Copy out verbatim everything in the data from the line containing "as [137, 76]." down to the end of the data, both ends included.

>> start

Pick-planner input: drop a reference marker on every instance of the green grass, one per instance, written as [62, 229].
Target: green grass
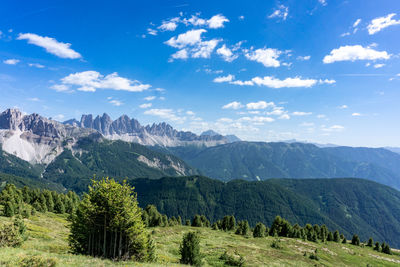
[48, 238]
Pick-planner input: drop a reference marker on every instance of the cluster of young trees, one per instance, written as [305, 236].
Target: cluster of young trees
[13, 234]
[27, 201]
[108, 223]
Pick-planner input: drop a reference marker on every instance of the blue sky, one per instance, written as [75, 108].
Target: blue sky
[322, 71]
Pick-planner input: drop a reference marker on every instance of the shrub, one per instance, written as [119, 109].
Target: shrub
[355, 240]
[259, 230]
[232, 260]
[276, 244]
[189, 249]
[36, 261]
[10, 236]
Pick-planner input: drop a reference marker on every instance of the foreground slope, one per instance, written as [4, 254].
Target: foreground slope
[48, 240]
[349, 205]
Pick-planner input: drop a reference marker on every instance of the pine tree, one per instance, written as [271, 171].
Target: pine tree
[108, 223]
[336, 236]
[370, 242]
[189, 249]
[259, 230]
[355, 240]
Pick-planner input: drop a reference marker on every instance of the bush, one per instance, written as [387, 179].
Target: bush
[276, 244]
[189, 249]
[355, 240]
[232, 260]
[36, 261]
[259, 230]
[10, 236]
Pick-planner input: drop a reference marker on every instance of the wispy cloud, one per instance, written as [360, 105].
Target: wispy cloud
[89, 81]
[381, 23]
[51, 45]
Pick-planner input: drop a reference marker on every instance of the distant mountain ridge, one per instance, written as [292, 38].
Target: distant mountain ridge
[129, 129]
[254, 161]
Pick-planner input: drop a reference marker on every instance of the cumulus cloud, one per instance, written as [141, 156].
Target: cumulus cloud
[222, 79]
[145, 105]
[380, 23]
[89, 81]
[149, 98]
[304, 58]
[36, 65]
[281, 12]
[214, 22]
[184, 39]
[333, 128]
[233, 105]
[259, 105]
[51, 45]
[355, 52]
[226, 53]
[169, 25]
[267, 56]
[301, 113]
[168, 114]
[115, 102]
[272, 82]
[11, 61]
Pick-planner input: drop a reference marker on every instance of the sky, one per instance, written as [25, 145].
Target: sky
[315, 70]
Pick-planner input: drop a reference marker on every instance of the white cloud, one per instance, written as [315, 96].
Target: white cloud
[151, 31]
[145, 105]
[149, 98]
[257, 119]
[11, 61]
[184, 39]
[217, 21]
[222, 79]
[267, 56]
[168, 114]
[169, 25]
[226, 53]
[180, 54]
[59, 117]
[380, 23]
[259, 105]
[115, 102]
[272, 82]
[233, 105]
[60, 88]
[89, 81]
[355, 24]
[36, 65]
[204, 48]
[327, 81]
[377, 66]
[303, 58]
[281, 12]
[301, 113]
[334, 128]
[51, 45]
[355, 52]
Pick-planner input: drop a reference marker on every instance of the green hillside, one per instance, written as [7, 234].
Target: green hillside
[349, 205]
[48, 241]
[259, 161]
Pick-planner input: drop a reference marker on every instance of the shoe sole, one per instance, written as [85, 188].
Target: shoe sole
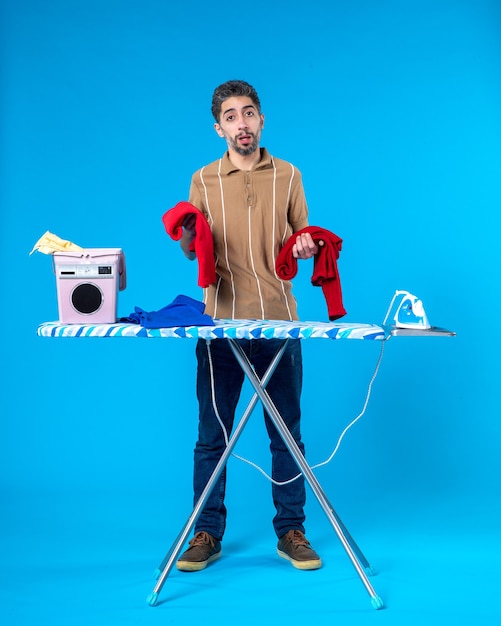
[303, 565]
[196, 566]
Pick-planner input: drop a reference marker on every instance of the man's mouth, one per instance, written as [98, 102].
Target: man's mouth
[245, 139]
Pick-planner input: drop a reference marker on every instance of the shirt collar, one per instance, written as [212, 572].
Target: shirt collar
[227, 166]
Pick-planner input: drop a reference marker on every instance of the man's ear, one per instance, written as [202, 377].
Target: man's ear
[218, 130]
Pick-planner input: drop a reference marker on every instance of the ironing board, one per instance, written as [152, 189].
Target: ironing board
[233, 330]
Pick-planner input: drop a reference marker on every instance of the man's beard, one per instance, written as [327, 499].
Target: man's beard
[244, 150]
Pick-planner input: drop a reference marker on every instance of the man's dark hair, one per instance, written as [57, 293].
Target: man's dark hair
[231, 89]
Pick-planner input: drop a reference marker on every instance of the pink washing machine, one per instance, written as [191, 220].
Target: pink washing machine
[88, 282]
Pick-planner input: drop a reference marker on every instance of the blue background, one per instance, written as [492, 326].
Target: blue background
[391, 112]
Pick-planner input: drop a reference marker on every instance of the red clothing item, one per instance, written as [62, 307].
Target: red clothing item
[325, 273]
[202, 244]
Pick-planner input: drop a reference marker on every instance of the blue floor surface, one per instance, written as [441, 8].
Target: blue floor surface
[85, 559]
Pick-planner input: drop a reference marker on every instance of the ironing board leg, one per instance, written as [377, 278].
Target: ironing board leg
[305, 468]
[170, 558]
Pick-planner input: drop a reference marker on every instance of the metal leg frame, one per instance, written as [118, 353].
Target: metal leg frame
[353, 551]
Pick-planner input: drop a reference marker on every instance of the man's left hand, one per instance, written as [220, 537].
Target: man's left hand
[305, 247]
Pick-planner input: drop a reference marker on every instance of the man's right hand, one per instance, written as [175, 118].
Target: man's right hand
[189, 232]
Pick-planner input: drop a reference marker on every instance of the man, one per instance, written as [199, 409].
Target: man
[253, 203]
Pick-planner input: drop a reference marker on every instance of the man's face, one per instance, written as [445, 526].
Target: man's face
[240, 124]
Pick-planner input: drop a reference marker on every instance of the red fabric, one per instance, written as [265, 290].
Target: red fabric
[202, 244]
[325, 273]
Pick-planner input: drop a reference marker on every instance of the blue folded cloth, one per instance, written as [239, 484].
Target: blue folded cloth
[182, 311]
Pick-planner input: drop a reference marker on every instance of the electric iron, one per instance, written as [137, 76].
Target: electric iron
[406, 311]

>> end

> Answer for the task:
Pick-planner input: drop a reference marker on every instance of the electric iron, one per instance, written as [137, 76].
Target: electric iron
[406, 311]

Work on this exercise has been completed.